═════ Data for analysis
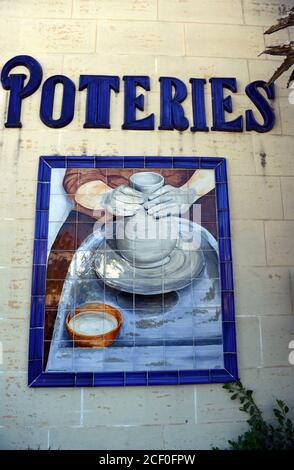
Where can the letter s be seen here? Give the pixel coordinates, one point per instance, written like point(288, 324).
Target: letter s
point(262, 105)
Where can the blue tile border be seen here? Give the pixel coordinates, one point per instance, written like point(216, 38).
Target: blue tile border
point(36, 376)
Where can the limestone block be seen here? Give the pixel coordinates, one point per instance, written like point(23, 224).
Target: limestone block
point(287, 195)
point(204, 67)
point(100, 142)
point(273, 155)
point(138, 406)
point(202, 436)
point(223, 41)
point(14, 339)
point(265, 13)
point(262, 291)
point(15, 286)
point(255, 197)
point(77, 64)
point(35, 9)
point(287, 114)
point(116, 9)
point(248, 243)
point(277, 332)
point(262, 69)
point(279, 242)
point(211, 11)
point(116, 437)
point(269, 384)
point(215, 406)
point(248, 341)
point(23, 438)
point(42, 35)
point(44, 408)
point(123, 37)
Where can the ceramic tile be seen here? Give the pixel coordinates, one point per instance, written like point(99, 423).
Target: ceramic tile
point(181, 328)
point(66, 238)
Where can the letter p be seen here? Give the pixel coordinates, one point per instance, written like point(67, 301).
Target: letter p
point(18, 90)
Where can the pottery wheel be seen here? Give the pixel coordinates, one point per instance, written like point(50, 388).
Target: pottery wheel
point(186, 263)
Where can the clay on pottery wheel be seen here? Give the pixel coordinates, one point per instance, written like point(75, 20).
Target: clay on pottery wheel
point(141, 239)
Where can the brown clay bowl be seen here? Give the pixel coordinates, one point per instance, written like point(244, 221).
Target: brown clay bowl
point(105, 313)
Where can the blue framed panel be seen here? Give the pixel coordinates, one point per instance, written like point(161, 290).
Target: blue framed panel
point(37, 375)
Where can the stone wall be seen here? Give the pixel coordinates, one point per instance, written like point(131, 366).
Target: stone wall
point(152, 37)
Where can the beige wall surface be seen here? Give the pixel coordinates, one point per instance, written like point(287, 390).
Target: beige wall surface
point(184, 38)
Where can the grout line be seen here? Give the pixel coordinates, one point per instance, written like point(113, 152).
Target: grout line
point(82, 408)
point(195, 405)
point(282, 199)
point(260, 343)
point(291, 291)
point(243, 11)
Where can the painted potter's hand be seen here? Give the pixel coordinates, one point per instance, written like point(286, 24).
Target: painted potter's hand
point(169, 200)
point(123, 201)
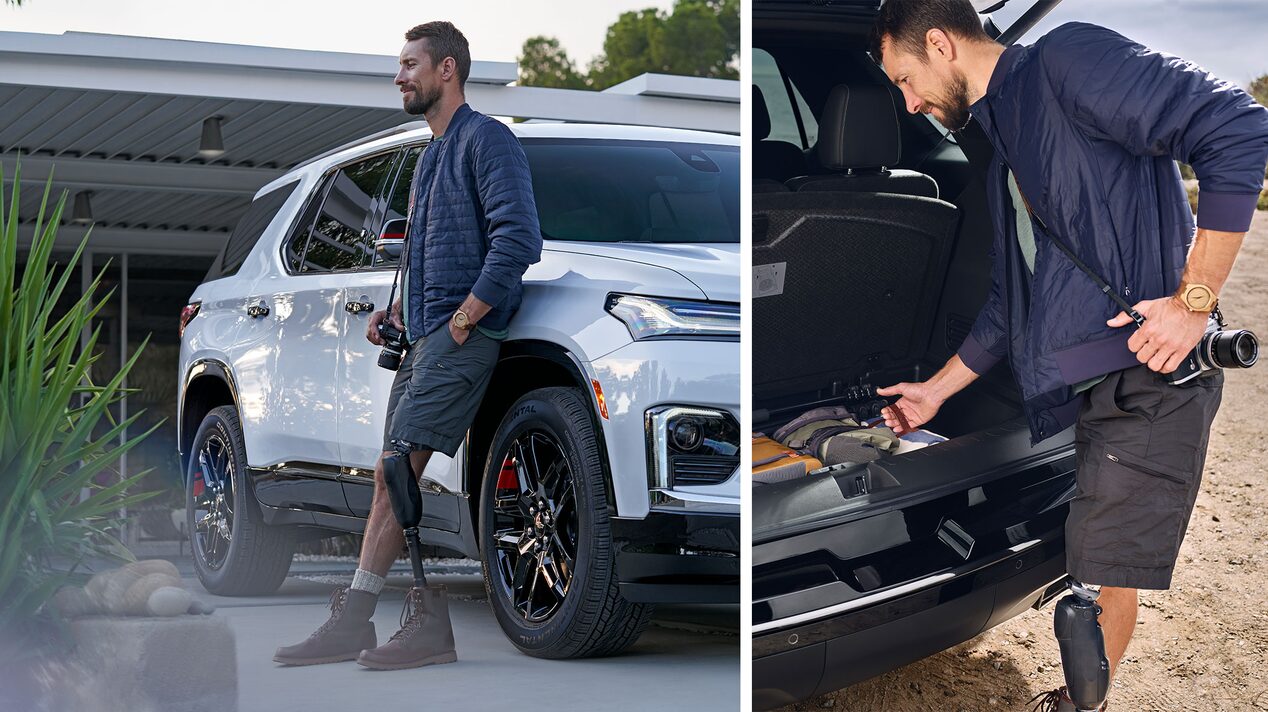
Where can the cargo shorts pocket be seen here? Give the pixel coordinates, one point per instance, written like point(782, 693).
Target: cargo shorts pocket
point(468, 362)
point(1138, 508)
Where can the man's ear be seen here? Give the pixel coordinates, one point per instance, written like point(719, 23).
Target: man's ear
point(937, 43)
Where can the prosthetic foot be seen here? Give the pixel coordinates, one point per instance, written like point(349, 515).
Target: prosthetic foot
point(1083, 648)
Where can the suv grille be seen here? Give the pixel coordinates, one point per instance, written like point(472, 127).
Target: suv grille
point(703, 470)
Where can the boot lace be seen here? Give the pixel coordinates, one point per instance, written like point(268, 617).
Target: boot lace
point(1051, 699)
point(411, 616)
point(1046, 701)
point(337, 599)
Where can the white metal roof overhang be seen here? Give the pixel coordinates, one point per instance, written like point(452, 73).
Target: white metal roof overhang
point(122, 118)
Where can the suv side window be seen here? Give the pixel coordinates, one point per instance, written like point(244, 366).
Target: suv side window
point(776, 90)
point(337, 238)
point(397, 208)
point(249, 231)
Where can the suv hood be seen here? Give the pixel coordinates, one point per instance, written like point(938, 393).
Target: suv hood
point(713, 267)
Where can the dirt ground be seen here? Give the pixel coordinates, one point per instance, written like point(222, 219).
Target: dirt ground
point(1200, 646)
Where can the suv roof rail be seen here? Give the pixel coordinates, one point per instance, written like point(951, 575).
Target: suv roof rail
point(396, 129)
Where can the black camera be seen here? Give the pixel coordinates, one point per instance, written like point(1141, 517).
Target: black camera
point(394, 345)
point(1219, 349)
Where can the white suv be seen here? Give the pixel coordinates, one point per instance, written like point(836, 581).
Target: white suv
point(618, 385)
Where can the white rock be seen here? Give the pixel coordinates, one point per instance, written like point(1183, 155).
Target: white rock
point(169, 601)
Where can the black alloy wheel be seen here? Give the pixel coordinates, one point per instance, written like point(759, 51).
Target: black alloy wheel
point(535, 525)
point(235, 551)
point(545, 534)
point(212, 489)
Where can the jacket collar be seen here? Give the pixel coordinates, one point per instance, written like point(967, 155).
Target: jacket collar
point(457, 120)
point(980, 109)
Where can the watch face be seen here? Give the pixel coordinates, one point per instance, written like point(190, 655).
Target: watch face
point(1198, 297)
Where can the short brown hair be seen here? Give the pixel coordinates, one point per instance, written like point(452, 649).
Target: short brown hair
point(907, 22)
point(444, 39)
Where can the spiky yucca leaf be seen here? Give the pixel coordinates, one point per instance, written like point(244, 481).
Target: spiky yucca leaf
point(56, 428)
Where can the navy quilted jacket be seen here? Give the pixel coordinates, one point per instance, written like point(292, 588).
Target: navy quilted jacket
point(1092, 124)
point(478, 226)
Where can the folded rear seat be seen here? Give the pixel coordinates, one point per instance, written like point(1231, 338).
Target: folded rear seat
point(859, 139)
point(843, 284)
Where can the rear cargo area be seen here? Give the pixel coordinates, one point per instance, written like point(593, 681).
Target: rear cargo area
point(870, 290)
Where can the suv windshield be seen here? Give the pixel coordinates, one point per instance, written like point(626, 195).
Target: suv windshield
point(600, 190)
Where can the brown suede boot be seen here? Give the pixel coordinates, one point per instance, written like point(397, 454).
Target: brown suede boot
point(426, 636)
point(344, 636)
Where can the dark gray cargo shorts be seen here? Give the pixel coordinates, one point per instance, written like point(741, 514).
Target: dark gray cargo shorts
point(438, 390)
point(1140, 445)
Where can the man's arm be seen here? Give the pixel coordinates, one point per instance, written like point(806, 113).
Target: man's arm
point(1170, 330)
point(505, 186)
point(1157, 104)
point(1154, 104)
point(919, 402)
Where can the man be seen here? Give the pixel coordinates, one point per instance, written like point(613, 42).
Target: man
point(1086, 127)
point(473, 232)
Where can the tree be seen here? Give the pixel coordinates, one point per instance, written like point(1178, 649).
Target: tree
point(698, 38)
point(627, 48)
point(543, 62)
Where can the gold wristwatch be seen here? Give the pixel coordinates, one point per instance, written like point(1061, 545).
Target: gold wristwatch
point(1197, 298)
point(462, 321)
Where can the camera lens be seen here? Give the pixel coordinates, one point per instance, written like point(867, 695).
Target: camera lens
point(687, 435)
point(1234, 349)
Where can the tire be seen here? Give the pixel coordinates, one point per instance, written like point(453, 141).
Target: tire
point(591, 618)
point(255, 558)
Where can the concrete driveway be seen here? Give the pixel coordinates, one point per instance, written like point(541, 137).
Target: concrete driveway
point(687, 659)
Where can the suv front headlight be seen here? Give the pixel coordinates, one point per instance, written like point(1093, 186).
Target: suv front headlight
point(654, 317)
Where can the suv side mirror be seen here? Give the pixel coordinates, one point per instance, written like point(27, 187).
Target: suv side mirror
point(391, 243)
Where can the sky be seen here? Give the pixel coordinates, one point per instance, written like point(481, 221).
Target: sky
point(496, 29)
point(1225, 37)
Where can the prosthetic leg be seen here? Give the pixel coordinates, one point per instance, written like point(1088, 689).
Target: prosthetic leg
══════════
**Work task**
Transcribe the lines above between the line holding "Where can the beige" and the line holding "Where can the painted", inclusive, exactly as they stand and with nothing added.

**Response below**
Where can the beige wall surface be seen here? Give the pixel coordinates, one point per instance, written like point(287, 390).
Target: beige wall surface
point(184, 38)
Where can the grout line be seen here? Give the pixel coordinates, one point per instance, written like point(113, 152).
Target: grout line
point(82, 408)
point(195, 405)
point(282, 199)
point(260, 343)
point(291, 291)
point(243, 11)
Where can the painted potter's hand be seen here? Give the pixel coordinates, one point per instance, written like point(286, 24).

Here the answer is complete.